BEGIN Records supplied

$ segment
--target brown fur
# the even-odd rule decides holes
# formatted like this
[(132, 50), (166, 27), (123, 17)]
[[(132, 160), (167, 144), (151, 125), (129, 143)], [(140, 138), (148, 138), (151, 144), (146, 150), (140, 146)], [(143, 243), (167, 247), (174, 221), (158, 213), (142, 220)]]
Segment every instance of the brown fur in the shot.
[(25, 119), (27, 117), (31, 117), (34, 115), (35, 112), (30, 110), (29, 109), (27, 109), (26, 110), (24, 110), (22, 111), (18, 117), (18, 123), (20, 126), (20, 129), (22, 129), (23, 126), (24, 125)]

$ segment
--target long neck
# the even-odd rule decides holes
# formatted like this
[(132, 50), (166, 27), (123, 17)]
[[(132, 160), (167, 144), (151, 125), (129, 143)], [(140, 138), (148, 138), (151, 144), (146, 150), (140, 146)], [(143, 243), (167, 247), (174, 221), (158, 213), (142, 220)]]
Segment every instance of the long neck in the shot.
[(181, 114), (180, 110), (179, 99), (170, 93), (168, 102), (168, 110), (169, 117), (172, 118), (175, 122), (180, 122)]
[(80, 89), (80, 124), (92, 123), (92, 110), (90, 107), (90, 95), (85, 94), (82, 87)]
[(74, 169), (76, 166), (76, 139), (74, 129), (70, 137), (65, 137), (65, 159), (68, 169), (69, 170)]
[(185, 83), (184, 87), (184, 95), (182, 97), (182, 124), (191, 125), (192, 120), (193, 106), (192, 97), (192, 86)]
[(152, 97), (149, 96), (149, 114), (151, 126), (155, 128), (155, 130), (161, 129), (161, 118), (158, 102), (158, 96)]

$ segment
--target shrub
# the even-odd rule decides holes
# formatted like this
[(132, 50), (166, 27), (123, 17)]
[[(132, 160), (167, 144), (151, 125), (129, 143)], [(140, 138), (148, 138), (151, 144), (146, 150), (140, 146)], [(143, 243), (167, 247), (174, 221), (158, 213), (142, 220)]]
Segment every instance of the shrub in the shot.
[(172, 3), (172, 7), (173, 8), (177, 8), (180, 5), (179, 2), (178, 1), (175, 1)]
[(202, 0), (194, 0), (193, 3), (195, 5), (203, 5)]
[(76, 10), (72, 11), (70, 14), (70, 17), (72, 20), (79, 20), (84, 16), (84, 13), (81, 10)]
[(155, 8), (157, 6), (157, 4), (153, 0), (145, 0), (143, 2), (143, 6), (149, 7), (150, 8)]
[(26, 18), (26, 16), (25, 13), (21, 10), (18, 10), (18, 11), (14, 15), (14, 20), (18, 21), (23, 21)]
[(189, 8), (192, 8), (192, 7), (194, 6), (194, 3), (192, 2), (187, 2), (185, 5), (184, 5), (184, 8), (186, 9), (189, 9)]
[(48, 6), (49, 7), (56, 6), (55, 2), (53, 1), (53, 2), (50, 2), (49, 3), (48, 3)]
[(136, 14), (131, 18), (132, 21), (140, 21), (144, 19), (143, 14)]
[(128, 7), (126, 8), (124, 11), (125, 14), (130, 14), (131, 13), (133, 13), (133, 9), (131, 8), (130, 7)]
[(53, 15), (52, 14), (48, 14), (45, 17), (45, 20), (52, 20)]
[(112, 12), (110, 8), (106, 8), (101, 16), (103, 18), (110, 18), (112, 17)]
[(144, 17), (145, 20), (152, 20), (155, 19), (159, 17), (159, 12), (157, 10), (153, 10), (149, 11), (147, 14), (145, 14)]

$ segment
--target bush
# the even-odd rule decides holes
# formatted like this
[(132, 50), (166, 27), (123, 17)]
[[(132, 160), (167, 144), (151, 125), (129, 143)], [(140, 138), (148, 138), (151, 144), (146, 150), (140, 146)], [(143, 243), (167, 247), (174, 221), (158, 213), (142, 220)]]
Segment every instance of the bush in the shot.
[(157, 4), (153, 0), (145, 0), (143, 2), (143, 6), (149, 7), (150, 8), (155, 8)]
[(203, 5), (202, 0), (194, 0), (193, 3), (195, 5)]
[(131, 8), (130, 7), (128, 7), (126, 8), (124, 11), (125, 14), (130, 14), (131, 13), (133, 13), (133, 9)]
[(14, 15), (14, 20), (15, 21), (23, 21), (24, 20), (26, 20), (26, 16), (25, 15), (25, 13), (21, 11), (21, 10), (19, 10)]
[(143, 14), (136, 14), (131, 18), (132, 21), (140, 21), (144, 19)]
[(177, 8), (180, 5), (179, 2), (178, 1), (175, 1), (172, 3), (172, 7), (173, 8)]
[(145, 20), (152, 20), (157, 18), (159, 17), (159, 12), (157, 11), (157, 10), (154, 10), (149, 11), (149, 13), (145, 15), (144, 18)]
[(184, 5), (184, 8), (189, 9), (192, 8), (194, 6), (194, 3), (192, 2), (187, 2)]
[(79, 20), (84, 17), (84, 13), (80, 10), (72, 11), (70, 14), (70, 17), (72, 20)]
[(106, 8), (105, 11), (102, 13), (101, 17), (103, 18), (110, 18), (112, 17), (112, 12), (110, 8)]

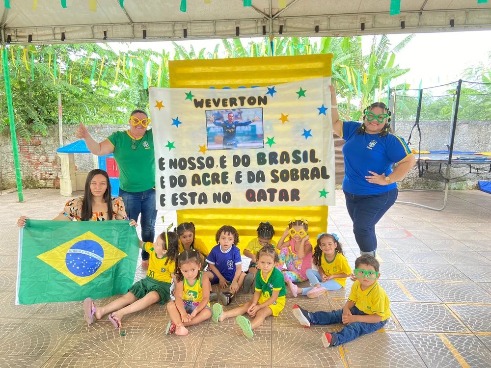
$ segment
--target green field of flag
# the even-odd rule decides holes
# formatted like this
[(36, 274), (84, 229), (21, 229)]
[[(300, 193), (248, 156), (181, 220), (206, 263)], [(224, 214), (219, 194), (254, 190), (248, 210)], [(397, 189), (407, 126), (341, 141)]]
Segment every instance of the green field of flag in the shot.
[(27, 220), (19, 236), (16, 304), (126, 293), (139, 254), (136, 230), (129, 223)]

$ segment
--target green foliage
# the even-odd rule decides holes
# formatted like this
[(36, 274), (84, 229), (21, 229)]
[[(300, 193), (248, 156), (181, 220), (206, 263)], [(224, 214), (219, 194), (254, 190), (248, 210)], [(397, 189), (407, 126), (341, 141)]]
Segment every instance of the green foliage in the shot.
[[(119, 55), (95, 44), (24, 49), (10, 46), (8, 51), (16, 128), (28, 139), (58, 124), (60, 93), (64, 124), (121, 124), (128, 111), (148, 109), (149, 86), (168, 86), (168, 53), (164, 52), (140, 50)], [(2, 70), (1, 75), (0, 131), (8, 124)]]

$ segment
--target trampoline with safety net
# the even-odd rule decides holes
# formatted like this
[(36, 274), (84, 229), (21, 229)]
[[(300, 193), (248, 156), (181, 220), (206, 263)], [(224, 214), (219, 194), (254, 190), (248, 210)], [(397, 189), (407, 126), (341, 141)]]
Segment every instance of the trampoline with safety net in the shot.
[[(393, 129), (407, 137), (416, 156), (419, 178), (443, 184), (436, 189), (401, 190), (443, 191), (440, 207), (398, 203), (441, 211), (446, 206), (451, 183), (474, 180), (481, 187), (488, 186), (485, 181), (491, 179), (491, 138), (490, 130), (480, 126), (491, 121), (491, 83), (460, 79), (435, 87), (392, 92)], [(402, 121), (414, 122), (409, 132), (399, 129), (397, 122)], [(466, 139), (469, 134), (479, 135)]]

END Records supplied

• [Job] Swap "brown fur" for "tan fur" in the lines running from the first line through the line containing "126), (24, 125)]", leaving everything else unchanged. Output only those lines.

• [Exercise output]
$ segment
--target tan fur
# the even-odd rule decides holes
# formatted like this
[(132, 50), (166, 27), (123, 17)]
[[(132, 160), (167, 144), (151, 125), (129, 143)], [(140, 138), (148, 138), (151, 144), (146, 150), (140, 146)], [(143, 243), (167, 247), (174, 221), (158, 213), (142, 220)]]
Segment every instance of the tan fur in the shot.
[(25, 119), (27, 117), (31, 117), (34, 115), (35, 112), (30, 110), (29, 109), (27, 109), (26, 110), (24, 110), (22, 111), (18, 117), (18, 123), (20, 126), (20, 129), (22, 129), (23, 126), (24, 125)]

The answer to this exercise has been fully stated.